> [MATERIALS PROVIDED]:
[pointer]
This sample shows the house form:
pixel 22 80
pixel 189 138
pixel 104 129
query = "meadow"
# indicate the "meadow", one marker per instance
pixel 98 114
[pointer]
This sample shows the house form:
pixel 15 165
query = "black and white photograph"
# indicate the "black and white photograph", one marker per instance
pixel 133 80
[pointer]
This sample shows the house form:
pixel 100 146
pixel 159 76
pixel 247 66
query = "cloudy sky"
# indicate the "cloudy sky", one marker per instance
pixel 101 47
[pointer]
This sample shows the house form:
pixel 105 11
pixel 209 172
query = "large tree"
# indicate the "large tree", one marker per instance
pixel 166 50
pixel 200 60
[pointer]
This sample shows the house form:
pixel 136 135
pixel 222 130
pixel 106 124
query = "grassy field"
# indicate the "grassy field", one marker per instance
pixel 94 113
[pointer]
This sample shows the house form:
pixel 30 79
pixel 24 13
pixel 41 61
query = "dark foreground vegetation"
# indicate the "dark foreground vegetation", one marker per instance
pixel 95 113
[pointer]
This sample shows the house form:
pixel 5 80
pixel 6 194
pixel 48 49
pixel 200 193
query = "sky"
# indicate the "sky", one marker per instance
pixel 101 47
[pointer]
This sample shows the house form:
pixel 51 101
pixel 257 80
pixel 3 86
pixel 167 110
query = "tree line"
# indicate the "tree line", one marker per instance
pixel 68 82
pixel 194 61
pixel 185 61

> [EXERCISE]:
Print the lines above, unchanged, from the start of the records to the line with "pixel 247 66", including that final line.

> [RESULT OF THIS TASK]:
[pointer]
This sample shows the house form:
pixel 22 80
pixel 189 138
pixel 104 129
query = "meadow"
# indicate the "meadow", one marker per instance
pixel 98 114
[pointer]
This sample shows the house form:
pixel 15 165
query = "black and white photograph"
# indicate the "black and white photograph", one marker per instance
pixel 133 80
[pointer]
This sample shows the house form:
pixel 100 146
pixel 159 76
pixel 247 66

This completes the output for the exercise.